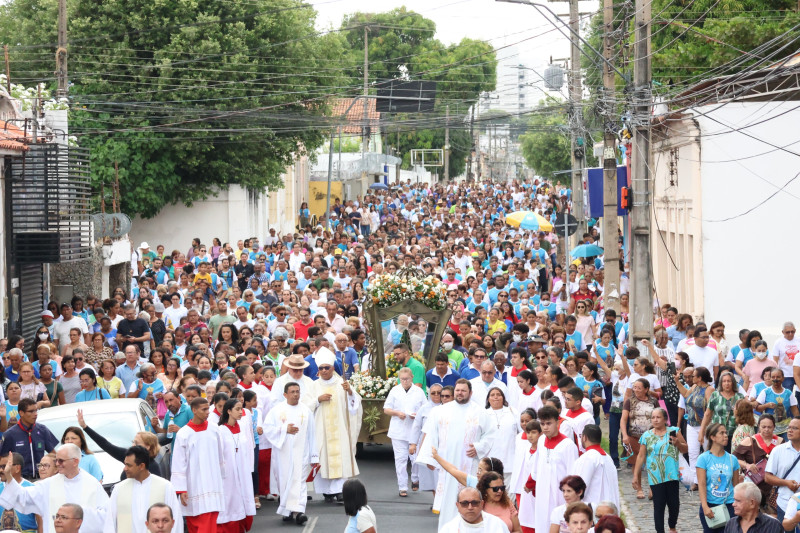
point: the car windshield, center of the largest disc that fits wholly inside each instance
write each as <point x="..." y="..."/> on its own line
<point x="118" y="428"/>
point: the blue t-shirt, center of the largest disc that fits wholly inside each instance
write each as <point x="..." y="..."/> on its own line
<point x="719" y="476"/>
<point x="662" y="457"/>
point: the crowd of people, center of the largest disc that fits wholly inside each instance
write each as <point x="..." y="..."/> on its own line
<point x="246" y="351"/>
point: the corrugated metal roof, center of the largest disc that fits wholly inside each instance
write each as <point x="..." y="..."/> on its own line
<point x="355" y="117"/>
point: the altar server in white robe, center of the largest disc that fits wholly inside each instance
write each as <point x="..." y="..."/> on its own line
<point x="462" y="433"/>
<point x="554" y="456"/>
<point x="596" y="469"/>
<point x="427" y="477"/>
<point x="337" y="419"/>
<point x="198" y="470"/>
<point x="70" y="485"/>
<point x="402" y="404"/>
<point x="133" y="496"/>
<point x="523" y="464"/>
<point x="471" y="517"/>
<point x="289" y="426"/>
<point x="577" y="415"/>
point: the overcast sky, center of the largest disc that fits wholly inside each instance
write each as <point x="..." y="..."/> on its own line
<point x="501" y="24"/>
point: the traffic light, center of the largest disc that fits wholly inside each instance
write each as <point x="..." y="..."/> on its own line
<point x="625" y="198"/>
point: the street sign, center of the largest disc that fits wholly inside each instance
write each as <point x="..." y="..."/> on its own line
<point x="558" y="225"/>
<point x="396" y="96"/>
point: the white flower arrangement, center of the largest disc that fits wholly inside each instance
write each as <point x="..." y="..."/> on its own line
<point x="371" y="387"/>
<point x="387" y="289"/>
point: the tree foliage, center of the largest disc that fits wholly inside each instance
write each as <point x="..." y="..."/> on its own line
<point x="402" y="44"/>
<point x="185" y="97"/>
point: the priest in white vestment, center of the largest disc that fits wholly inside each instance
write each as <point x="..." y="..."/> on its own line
<point x="198" y="470"/>
<point x="553" y="459"/>
<point x="70" y="485"/>
<point x="596" y="468"/>
<point x="337" y="422"/>
<point x="289" y="426"/>
<point x="133" y="496"/>
<point x="402" y="404"/>
<point x="471" y="517"/>
<point x="462" y="433"/>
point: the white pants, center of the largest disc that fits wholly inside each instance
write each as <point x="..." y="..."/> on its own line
<point x="324" y="485"/>
<point x="401" y="457"/>
<point x="692" y="434"/>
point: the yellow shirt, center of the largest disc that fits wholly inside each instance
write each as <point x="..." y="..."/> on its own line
<point x="499" y="326"/>
<point x="112" y="386"/>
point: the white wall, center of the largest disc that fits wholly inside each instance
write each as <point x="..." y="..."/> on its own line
<point x="749" y="246"/>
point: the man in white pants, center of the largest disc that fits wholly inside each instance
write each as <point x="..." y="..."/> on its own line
<point x="402" y="404"/>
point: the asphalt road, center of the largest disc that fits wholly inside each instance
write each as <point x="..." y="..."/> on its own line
<point x="395" y="514"/>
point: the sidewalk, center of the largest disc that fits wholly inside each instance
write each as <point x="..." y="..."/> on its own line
<point x="639" y="513"/>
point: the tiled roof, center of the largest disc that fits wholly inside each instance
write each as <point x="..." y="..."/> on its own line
<point x="355" y="118"/>
<point x="12" y="137"/>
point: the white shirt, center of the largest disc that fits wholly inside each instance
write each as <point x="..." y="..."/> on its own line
<point x="706" y="357"/>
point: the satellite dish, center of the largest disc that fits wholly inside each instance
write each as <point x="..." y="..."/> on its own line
<point x="553" y="78"/>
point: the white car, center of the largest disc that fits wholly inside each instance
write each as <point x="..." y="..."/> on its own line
<point x="117" y="420"/>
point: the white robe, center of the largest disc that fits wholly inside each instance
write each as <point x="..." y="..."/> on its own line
<point x="140" y="502"/>
<point x="83" y="490"/>
<point x="305" y="382"/>
<point x="337" y="423"/>
<point x="523" y="463"/>
<point x="490" y="524"/>
<point x="450" y="429"/>
<point x="551" y="464"/>
<point x="427" y="477"/>
<point x="406" y="401"/>
<point x="578" y="422"/>
<point x="600" y="475"/>
<point x="506" y="422"/>
<point x="198" y="469"/>
<point x="292" y="455"/>
<point x="238" y="483"/>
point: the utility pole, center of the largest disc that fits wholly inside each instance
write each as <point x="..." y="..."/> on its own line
<point x="61" y="53"/>
<point x="641" y="182"/>
<point x="447" y="144"/>
<point x="576" y="124"/>
<point x="365" y="138"/>
<point x="610" y="225"/>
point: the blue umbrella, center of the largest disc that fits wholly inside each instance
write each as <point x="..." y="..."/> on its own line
<point x="586" y="250"/>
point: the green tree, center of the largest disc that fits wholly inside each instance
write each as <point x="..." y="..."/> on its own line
<point x="184" y="97"/>
<point x="402" y="44"/>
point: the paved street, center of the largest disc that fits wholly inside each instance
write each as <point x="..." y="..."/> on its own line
<point x="377" y="473"/>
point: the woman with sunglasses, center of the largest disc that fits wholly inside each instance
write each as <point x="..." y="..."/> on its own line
<point x="496" y="501"/>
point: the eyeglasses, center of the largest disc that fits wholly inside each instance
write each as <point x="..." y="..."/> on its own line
<point x="64" y="517"/>
<point x="469" y="503"/>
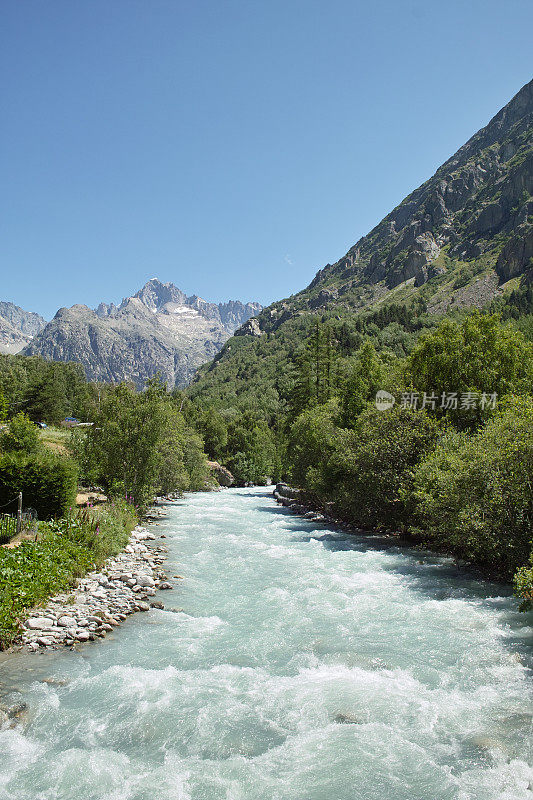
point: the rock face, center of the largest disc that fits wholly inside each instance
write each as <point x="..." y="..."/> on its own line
<point x="475" y="214"/>
<point x="159" y="329"/>
<point x="17" y="327"/>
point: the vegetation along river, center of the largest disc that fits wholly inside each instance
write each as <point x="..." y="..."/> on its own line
<point x="307" y="664"/>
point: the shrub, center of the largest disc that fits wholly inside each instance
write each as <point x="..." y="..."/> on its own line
<point x="473" y="495"/>
<point x="369" y="475"/>
<point x="66" y="550"/>
<point x="48" y="483"/>
<point x="21" y="436"/>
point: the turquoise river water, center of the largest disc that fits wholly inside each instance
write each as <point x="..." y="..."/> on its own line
<point x="307" y="664"/>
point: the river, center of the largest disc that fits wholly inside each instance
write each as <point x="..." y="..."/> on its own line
<point x="306" y="664"/>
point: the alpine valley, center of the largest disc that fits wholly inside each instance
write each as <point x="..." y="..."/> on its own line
<point x="157" y="330"/>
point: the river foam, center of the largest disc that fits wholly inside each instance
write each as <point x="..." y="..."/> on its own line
<point x="306" y="664"/>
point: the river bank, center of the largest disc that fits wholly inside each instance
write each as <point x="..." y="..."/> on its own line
<point x="299" y="503"/>
<point x="126" y="583"/>
<point x="304" y="662"/>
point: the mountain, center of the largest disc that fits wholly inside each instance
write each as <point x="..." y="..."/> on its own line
<point x="159" y="329"/>
<point x="464" y="239"/>
<point x="17" y="327"/>
<point x="454" y="242"/>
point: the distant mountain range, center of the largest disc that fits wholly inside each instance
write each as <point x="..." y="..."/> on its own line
<point x="464" y="239"/>
<point x="159" y="329"/>
<point x="461" y="239"/>
<point x="17" y="327"/>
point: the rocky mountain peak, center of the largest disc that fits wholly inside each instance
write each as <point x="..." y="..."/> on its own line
<point x="158" y="329"/>
<point x="154" y="294"/>
<point x="17" y="327"/>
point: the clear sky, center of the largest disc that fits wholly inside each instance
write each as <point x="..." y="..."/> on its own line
<point x="233" y="147"/>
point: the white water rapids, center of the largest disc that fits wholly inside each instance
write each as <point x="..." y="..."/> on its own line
<point x="307" y="664"/>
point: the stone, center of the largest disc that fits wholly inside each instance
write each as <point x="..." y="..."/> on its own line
<point x="66" y="622"/>
<point x="39" y="623"/>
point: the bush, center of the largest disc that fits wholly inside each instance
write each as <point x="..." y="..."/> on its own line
<point x="66" y="550"/>
<point x="21" y="436"/>
<point x="473" y="495"/>
<point x="48" y="483"/>
<point x="370" y="473"/>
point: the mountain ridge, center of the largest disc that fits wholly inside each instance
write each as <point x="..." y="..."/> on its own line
<point x="455" y="241"/>
<point x="157" y="330"/>
<point x="17" y="327"/>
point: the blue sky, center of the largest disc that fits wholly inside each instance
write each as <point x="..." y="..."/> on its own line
<point x="231" y="147"/>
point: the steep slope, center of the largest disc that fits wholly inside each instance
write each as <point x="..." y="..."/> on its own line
<point x="453" y="242"/>
<point x="462" y="239"/>
<point x="159" y="329"/>
<point x="17" y="327"/>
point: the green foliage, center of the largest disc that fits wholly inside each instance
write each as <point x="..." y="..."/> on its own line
<point x="66" y="549"/>
<point x="3" y="406"/>
<point x="474" y="494"/>
<point x="141" y="445"/>
<point x="523" y="585"/>
<point x="48" y="483"/>
<point x="369" y="474"/>
<point x="21" y="436"/>
<point x="479" y="355"/>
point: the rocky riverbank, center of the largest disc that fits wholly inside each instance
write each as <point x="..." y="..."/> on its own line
<point x="101" y="600"/>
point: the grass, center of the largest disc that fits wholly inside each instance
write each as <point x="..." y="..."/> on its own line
<point x="66" y="549"/>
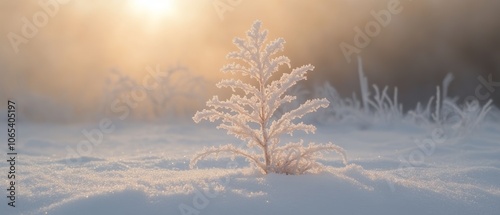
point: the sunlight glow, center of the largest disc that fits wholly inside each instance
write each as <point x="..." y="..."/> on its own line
<point x="154" y="8"/>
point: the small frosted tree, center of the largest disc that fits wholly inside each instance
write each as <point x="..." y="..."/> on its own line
<point x="252" y="116"/>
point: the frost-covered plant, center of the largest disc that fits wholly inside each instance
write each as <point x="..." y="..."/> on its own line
<point x="251" y="116"/>
<point x="372" y="108"/>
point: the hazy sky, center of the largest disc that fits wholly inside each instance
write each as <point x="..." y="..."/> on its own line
<point x="66" y="62"/>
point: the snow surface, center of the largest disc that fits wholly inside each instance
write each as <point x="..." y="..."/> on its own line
<point x="143" y="169"/>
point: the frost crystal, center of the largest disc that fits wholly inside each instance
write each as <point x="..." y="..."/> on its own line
<point x="253" y="117"/>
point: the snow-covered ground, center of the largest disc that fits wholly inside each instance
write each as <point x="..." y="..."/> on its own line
<point x="144" y="169"/>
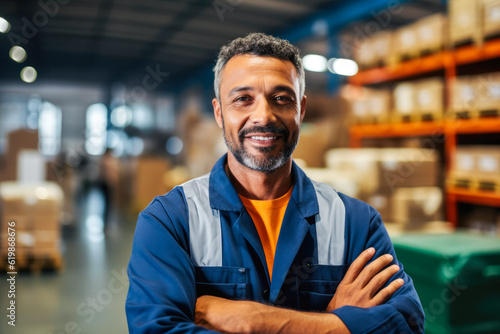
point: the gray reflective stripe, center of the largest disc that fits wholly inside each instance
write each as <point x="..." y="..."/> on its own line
<point x="205" y="240"/>
<point x="330" y="225"/>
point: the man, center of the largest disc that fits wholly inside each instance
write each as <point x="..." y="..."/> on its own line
<point x="255" y="244"/>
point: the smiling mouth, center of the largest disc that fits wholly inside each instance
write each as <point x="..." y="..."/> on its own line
<point x="262" y="138"/>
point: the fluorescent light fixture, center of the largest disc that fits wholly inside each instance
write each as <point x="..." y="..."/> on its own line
<point x="18" y="54"/>
<point x="174" y="145"/>
<point x="4" y="25"/>
<point x="343" y="66"/>
<point x="315" y="63"/>
<point x="28" y="74"/>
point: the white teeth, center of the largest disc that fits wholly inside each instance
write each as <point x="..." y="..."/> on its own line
<point x="262" y="138"/>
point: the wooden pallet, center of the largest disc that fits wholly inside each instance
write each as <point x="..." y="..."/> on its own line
<point x="371" y="119"/>
<point x="476" y="184"/>
<point x="35" y="262"/>
<point x="474" y="114"/>
<point x="415" y="117"/>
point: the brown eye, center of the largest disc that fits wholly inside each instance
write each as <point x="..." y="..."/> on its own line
<point x="283" y="99"/>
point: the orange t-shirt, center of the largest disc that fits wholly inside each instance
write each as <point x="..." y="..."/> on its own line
<point x="267" y="216"/>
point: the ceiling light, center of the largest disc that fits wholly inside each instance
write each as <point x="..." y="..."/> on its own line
<point x="4" y="25"/>
<point x="18" y="54"/>
<point x="315" y="63"/>
<point x="342" y="66"/>
<point x="28" y="74"/>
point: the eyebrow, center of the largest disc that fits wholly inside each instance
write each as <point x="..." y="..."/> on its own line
<point x="240" y="89"/>
<point x="280" y="88"/>
<point x="283" y="88"/>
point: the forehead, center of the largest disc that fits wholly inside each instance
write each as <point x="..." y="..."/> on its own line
<point x="251" y="69"/>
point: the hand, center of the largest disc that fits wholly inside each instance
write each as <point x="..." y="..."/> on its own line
<point x="224" y="315"/>
<point x="230" y="316"/>
<point x="361" y="284"/>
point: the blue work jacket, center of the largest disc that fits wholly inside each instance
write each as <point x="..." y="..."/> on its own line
<point x="199" y="239"/>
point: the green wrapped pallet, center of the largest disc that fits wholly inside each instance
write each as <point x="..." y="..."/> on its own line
<point x="457" y="277"/>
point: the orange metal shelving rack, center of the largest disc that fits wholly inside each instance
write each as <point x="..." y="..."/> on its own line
<point x="445" y="60"/>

Exercise goal. Output the lines of the records above exactly as they appear, from the line containing "point: the vegetation" through the line containing "point: the shrub, center".

Task result.
point: the vegetation along river, center of the largest disc that fits wholly inside each instance
write each as <point x="..." y="..."/> on its own line
<point x="307" y="664"/>
point: the shrub, center of the largest disc that fits wholly inside each instance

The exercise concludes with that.